- _Document extract_:
If you are a rail enthusiast, the Watercress Lodges are hard to beat.The lodges are neatly designed to resemble railway cottages.
The spotlessly clean self-catering holiday retreats are each named after stations on the train line between Alton and Winchester, and all nicely equipped with board games to enjoy while you wait until the next train whistle.
As well as the six lodges, there are fun tipi and safari tents and a good-size, perfectly-flat campsite too, a great base for exploring the surrounding area.
Among its other child-friendly attractions is Butser Ancient Farm, a “practical archaeology” site with Stone Age and Iron Age roundhouses built with authentic and well-researched techniques, as well as a Roman villa.
Along with friendly ancient-breed goats and sheep to feed, the site is packed with enthusiastic educators demonstrating historical crafts such as cordage, thatching, weaving and medicine-making.
All are brimming with trivia and facts guaranteed to fascinate — our boys’ favourite: the Saxons styled their hair with wood-ash and wee.
Hampshire’s other nearby highlights also include Gilbert White’s House. You’ll be forgiven for needing to Google his name — he has been described as Britain’s first ecologist, or the man who turned us into a nation of birdwatchers.
His 1789 book, The Natural History of Selborne, is described as one of the most published books in British history: it has never been out of print and there have been more than 300 editions over the last 200 years.
Charles Darwin said after reading Gilbert White’s work that he did not understand “why every gentleman did not become an ornithologist”.

- _Problems and tasks_:
[A] Decide whether each statement agrees with the Hampshire travel excerpt, answering yes or no and quoting the deciding words: (i) The lodges are named after stations on the train line between Alton and Winchester. (ii) There are eight lodges. (iii) The Natural History of Selborne has at times been out of print.
[B] Retype the Hampshire travel excerpt from "The spotlessly clean" to "next train whistle.".

Saved entries:
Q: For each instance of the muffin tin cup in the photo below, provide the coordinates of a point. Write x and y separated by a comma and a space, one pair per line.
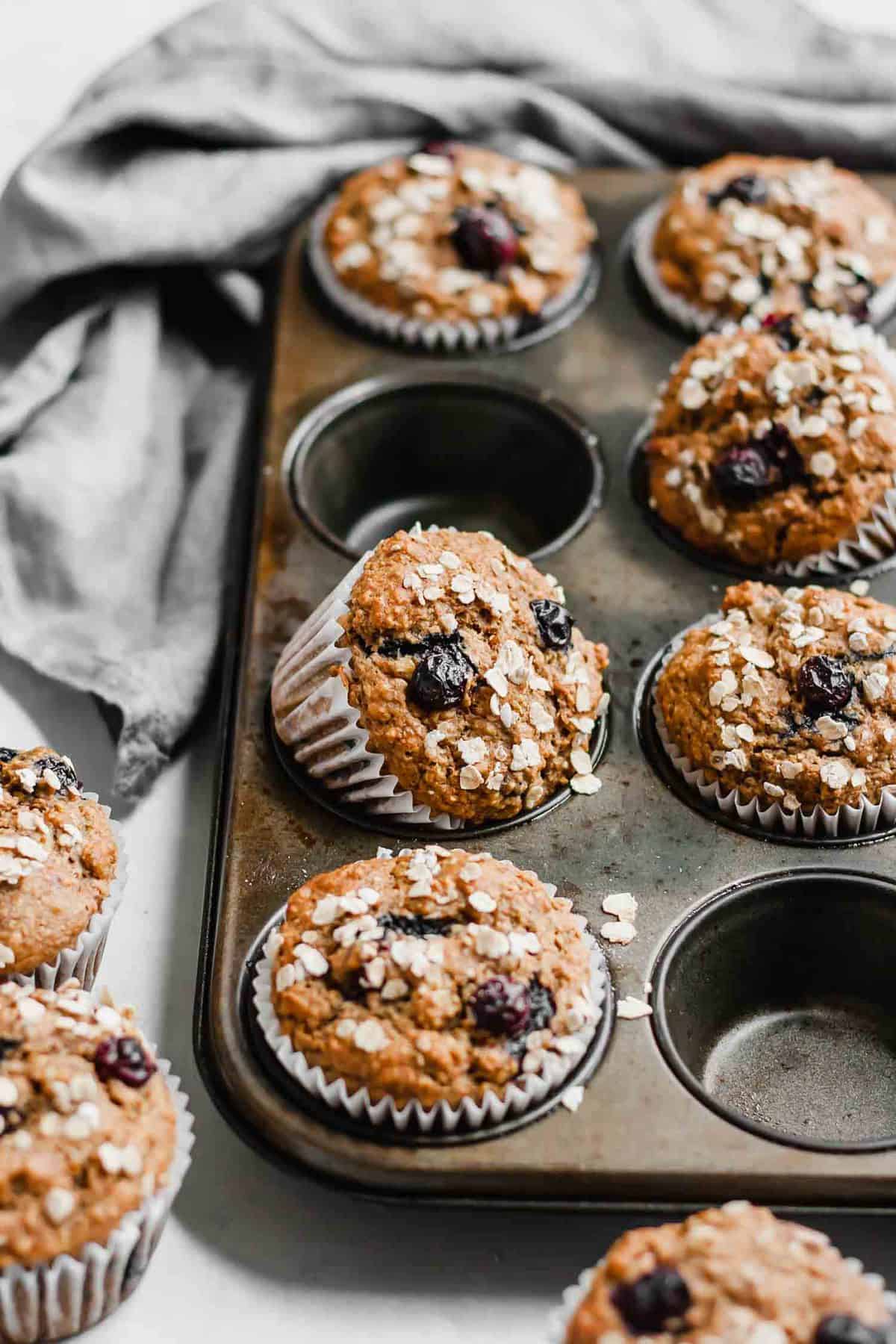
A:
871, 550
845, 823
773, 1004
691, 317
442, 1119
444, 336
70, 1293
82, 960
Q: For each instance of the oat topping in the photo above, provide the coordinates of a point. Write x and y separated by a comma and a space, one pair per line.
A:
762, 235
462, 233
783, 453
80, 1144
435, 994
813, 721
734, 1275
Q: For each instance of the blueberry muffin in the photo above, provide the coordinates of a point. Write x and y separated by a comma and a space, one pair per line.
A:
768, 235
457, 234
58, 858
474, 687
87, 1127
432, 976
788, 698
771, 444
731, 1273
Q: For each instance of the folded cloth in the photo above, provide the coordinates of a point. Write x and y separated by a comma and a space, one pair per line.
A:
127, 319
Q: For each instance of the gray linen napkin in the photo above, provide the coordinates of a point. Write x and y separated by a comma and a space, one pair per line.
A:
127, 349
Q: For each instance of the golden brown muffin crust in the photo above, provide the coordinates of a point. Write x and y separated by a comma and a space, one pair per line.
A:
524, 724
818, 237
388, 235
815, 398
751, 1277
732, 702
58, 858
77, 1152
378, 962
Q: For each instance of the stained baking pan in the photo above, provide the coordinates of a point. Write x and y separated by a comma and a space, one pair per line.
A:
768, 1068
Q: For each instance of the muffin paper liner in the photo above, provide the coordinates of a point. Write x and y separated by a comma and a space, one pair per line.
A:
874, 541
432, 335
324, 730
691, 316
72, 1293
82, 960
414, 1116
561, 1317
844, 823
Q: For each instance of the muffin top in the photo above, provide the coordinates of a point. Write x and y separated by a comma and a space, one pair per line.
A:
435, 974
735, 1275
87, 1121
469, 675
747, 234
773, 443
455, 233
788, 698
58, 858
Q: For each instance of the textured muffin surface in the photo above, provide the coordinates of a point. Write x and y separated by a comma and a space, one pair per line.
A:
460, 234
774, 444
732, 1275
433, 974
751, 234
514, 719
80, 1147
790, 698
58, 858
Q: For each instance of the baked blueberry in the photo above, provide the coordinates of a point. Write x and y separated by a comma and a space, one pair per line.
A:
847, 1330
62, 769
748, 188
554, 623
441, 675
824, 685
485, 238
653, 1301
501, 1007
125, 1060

--

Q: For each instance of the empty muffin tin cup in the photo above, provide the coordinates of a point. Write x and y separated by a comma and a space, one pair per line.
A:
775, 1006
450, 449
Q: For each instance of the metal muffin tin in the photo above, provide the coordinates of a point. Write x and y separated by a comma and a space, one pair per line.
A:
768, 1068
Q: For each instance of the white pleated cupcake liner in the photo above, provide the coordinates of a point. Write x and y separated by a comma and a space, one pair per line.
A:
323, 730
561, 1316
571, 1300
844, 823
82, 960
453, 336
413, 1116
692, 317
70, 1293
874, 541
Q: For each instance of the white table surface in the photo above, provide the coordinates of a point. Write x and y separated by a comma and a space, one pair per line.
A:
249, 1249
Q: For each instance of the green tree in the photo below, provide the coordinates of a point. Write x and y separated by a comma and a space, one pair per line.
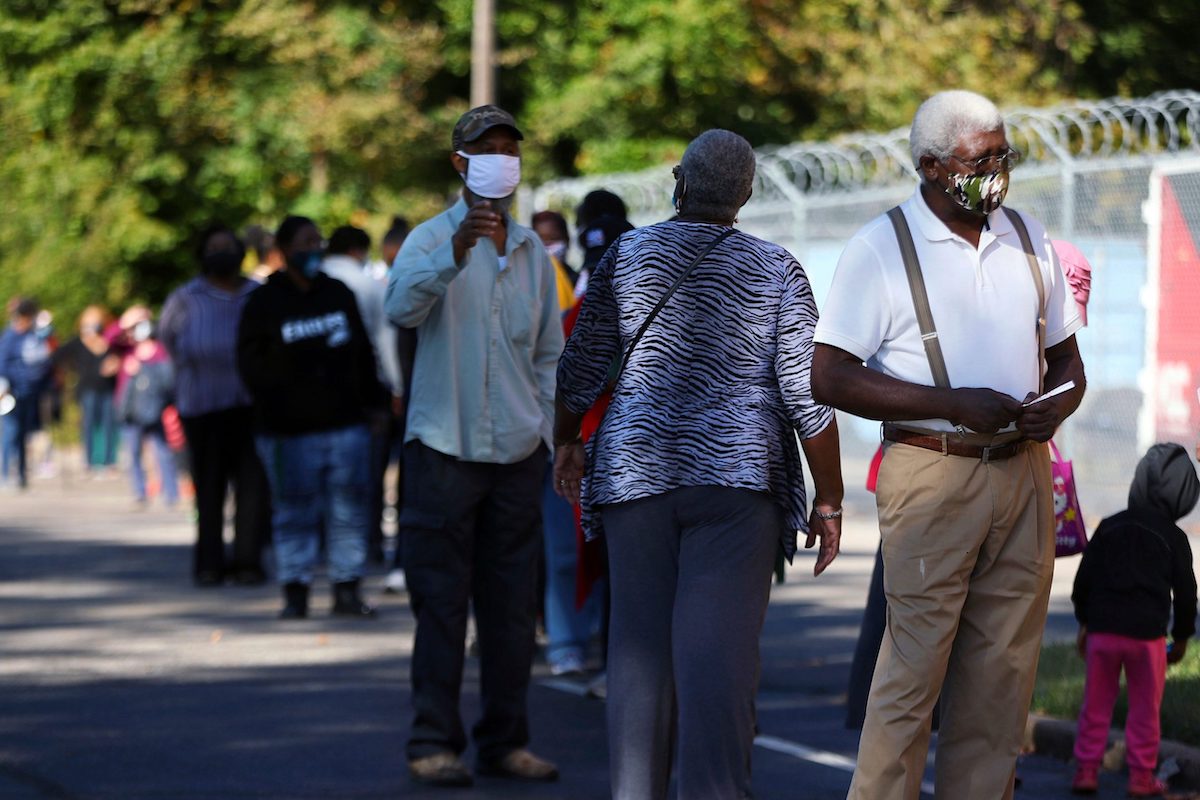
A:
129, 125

- _Answers for the exercise_:
[A]
(i) Yes: "each named after stations on the train line between Alton and Winchester"
(ii) No: "As well as the six lodges"
(iii) No: "it has never been out of print"

[B]
The spotlessly clean self-catering holiday retreats are each named after stations on the train line between Alton and Winchester, and all nicely equipped with board games to enjoy while you wait until the next train whistle.